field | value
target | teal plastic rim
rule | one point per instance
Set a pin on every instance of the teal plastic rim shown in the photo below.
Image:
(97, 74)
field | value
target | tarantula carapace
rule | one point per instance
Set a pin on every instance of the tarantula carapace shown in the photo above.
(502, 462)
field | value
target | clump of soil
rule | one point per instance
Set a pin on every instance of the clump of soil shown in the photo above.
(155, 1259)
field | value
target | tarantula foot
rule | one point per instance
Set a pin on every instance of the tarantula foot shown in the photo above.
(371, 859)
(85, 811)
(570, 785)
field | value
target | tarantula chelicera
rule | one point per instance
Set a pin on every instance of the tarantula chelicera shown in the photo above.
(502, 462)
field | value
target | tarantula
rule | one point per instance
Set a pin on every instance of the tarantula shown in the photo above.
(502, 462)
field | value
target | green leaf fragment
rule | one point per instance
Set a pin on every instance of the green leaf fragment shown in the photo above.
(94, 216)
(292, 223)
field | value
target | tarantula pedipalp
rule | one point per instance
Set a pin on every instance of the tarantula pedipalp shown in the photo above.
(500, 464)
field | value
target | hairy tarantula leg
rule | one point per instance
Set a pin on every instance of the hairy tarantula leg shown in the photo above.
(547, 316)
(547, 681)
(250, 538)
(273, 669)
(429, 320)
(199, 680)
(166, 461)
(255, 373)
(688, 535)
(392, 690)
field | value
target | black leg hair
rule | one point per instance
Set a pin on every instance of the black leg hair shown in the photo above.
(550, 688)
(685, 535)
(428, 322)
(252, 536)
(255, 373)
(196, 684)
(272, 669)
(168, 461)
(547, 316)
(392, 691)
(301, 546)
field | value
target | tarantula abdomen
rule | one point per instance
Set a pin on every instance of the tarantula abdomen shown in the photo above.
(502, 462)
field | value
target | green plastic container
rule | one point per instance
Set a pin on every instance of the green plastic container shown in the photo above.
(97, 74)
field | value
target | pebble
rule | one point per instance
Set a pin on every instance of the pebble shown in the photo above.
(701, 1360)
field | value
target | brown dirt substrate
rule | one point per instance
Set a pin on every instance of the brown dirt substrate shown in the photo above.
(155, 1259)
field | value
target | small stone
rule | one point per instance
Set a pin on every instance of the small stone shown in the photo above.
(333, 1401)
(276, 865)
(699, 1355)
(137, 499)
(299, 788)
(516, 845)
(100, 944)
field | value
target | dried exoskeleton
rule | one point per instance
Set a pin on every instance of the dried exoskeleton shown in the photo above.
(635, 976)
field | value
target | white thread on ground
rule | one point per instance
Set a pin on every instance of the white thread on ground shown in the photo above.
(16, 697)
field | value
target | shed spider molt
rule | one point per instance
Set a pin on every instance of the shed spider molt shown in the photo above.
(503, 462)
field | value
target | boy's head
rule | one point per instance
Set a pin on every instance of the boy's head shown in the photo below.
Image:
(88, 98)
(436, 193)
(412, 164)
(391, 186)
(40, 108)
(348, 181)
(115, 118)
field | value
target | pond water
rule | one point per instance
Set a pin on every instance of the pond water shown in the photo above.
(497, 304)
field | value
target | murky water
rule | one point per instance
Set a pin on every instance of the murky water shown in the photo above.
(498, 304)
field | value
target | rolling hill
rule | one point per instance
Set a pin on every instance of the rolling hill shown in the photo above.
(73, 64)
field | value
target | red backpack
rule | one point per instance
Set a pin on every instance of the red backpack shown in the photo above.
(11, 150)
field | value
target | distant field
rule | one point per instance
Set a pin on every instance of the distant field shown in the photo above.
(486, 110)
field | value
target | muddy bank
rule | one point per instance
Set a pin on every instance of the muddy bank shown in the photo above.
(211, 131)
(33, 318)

__What is required__.
Convert all of the entries above into a two-column CSV with the columns entry_text and answer, one row per entry. Put the full text of each entry and its answer each in a single quoted field, with line breaks replaced by spaces.

__In response__.
entry_text,answer
"field | value target | teal plastic rim rule | one point per instance Set a pin on every instance of the teal plastic rim shown in the photo below. Image:","(97, 74)"
"field | value target | tarantula carapace rule | one point per instance Set a pin on every instance of the tarantula carapace shown in the photo above.","(502, 462)"
"field | value target | clump of soil rule | one point per instance Set a pin on every instance of the clump of soil shown in the photo above.","(155, 1259)"
"field | value target | tarantula foot rule | one point per instance Set a pin on every instance of the tarantula foot shown in the photo above.","(371, 859) (85, 811) (570, 785)"
"field | value target | tarantula chelicera rule | one point per instance Set a pin on every instance of the tarantula chelicera shown in the photo above.","(502, 462)"
"field | value target | tarantula rule | one point per instance Set a pin on every instance of the tarantula shown in the photo above.","(502, 462)"
"field | value target | green leaf fragment rule | one point per instance Set a pin on every instance of the green leaf fragment shown in the photo above.","(94, 216) (292, 223)"
"field | value target | tarantula pedipalp rule | one point per instance Set a pin on every instance of the tarantula pedipalp shown in the photo above.","(500, 464)"
"field | value target | hairy tarantula leg rule | one point per instance Set a pin on every instance of the hairy tarantula leg shown in the photo above.","(547, 316) (547, 681) (250, 538) (273, 669) (429, 320) (199, 680) (166, 461) (255, 373) (688, 535) (392, 690)"
"field | value target | black leg hair rule | one point per instance Set a pin on every instance of the black leg hair shown in the photo above.","(550, 688) (685, 535) (428, 322) (252, 536) (255, 373) (196, 684) (272, 669) (168, 461) (547, 316) (392, 691) (301, 546)"
"field | value target | tarantula abdomen rule | one point per instance Set a pin on every instance of the tarantula abdomen shown in the photo above.","(502, 462)"
"field | value target | green plastic container rule | one point per instance Set a pin on every instance of the green plastic container shown in the photo above.","(97, 74)"
"field | value target | pebble rule | one point per instance Set a pin on every instance of the pebble shown in the photo above.","(701, 1360)"
"field | value target | brown dirt substrate rule | one point per instance Set a pin on every instance of the brown dirt substrate shown in the photo above.","(155, 1259)"
"field | value target | small stone rule | one point per instance Set a pin on every instance of the small stone shown in the photo above.","(333, 1401) (276, 865) (699, 1355) (137, 499) (299, 788) (516, 845) (100, 944)"
"field | value target | dried exoskeleton rule | one point per instance Set a pin on every instance of the dried exoskeleton shown in the photo above.","(635, 976)"
"field | value target | white thread on ground rule | one point per instance Set a pin on every instance of the white thread on ground shown in the photo above.","(16, 697)"
"field | value target | shed spider molt rule | one point per instance Set a pin on every instance of the shed spider molt shown in the photo above.","(503, 462)"
"field | value target | boy's head rule | one point per instance Set a pin on every instance of the boy's head shown in the photo below. Image:","(88, 98) (436, 193) (412, 164) (391, 186) (40, 108) (348, 181) (115, 118)"
"field | value target | pond water rule | one point per instance Set a pin on every instance of the pond water shown in the photo above.","(497, 304)"
"field | value target | murky water rule | one point per instance Set a pin on every instance of the murky water shown in the photo above.","(498, 304)"
"field | value target | rolling hill rule | one point per instance Set a pin on every instance of the rolling hill shown in the photo above.","(73, 64)"
"field | value target | red backpack rule | one point per instance Set a pin on every instance of the red backpack shown in the photo above.","(11, 150)"
"field | value target | distant field rule | one point per instance Set a pin on every instance of the distant field shown in the photo above.","(486, 110)"
"field | value target | muddy bank rule | one point per instance Set a pin on every instance of the muddy bank shown in the photo above.","(211, 131) (33, 318)"